Please filter the entries for the word "blurred" and copy every line that has it.

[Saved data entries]
= = = = = = =

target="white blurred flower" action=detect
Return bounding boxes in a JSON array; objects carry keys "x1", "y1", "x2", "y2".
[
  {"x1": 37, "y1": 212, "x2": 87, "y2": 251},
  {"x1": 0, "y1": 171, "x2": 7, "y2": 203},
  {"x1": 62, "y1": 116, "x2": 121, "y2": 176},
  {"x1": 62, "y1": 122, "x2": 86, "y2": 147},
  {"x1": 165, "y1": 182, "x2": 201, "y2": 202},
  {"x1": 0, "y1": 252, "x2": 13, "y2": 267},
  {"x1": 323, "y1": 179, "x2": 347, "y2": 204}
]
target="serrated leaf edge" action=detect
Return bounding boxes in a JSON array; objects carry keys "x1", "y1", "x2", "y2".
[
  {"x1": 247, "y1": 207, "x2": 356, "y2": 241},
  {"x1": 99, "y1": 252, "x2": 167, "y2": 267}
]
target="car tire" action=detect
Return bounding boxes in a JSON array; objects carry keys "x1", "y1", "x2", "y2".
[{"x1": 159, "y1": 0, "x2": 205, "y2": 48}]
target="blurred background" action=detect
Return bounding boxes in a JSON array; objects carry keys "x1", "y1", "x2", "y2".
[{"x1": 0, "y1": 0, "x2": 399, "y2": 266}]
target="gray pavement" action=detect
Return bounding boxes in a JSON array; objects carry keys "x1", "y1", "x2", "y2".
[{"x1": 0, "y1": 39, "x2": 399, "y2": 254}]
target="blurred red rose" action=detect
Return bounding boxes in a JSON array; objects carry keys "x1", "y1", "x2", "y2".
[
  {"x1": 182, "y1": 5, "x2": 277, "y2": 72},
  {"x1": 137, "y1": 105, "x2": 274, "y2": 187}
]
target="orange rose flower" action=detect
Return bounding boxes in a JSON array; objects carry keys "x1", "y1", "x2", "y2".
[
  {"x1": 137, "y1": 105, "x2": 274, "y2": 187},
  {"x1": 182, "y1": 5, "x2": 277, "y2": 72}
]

= = = = = = =

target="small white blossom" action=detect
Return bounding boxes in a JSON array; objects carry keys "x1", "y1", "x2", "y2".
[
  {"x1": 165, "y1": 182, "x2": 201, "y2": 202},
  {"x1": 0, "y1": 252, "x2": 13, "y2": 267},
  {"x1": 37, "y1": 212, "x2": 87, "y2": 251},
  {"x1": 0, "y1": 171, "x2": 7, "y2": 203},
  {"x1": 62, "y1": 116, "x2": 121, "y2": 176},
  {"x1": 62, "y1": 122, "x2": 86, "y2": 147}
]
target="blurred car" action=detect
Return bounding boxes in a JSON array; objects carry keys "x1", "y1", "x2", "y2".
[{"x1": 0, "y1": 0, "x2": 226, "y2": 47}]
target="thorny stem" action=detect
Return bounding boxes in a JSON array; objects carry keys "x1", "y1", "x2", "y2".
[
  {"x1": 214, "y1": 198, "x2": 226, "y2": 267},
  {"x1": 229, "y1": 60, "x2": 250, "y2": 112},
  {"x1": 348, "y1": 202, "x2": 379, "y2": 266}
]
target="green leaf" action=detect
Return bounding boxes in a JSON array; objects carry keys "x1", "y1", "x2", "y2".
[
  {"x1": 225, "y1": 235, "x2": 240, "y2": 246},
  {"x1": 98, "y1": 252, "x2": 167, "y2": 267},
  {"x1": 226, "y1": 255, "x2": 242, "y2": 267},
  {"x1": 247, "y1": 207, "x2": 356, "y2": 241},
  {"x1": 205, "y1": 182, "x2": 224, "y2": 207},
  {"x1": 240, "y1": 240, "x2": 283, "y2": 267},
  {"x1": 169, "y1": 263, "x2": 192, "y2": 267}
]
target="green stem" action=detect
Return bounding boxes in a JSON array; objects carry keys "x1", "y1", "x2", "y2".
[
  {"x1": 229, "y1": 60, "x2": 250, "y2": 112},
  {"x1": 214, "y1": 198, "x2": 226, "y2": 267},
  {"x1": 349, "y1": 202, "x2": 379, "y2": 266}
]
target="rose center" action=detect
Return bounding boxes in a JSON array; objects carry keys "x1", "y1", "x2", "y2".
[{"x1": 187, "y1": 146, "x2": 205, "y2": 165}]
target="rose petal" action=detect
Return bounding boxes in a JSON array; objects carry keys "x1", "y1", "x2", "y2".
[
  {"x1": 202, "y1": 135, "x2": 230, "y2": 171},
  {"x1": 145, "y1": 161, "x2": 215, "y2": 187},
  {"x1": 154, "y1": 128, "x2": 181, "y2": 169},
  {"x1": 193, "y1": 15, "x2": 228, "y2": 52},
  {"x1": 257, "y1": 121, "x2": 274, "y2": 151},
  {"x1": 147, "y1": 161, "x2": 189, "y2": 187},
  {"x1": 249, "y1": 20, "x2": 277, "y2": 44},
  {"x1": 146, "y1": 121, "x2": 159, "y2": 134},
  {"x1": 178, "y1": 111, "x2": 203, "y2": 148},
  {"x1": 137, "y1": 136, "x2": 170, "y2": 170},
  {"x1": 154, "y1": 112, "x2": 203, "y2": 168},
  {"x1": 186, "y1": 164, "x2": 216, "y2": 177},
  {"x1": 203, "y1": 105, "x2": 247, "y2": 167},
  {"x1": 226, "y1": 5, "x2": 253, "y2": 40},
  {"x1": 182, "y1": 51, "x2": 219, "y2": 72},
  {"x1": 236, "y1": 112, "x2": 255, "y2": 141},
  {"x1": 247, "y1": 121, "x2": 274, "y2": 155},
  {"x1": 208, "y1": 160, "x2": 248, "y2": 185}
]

= = = = = = =

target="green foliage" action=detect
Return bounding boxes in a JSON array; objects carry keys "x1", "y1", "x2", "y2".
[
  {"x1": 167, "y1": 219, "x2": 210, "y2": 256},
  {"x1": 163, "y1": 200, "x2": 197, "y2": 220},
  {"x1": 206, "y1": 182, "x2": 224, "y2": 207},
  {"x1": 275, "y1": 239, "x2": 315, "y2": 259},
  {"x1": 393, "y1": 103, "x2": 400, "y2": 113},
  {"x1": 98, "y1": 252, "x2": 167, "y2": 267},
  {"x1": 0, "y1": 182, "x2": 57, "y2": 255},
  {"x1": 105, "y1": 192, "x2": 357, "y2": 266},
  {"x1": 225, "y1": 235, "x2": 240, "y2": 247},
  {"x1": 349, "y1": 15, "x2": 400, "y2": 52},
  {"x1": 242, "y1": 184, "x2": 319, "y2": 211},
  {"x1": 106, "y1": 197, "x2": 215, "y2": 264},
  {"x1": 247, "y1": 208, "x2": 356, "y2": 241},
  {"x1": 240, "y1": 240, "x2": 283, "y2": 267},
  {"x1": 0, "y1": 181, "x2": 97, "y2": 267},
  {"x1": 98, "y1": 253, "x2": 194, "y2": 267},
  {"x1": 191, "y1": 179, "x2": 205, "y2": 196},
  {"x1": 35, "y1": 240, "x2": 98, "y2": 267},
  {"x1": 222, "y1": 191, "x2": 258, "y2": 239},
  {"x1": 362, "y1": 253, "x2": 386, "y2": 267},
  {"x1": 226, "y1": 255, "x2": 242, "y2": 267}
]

= = = = = = =

ANSWER BELOW –
target="white blurred flower" action=detect
target="blurred background" action=detect
target="blurred red rose" action=detect
target="blurred car" action=detect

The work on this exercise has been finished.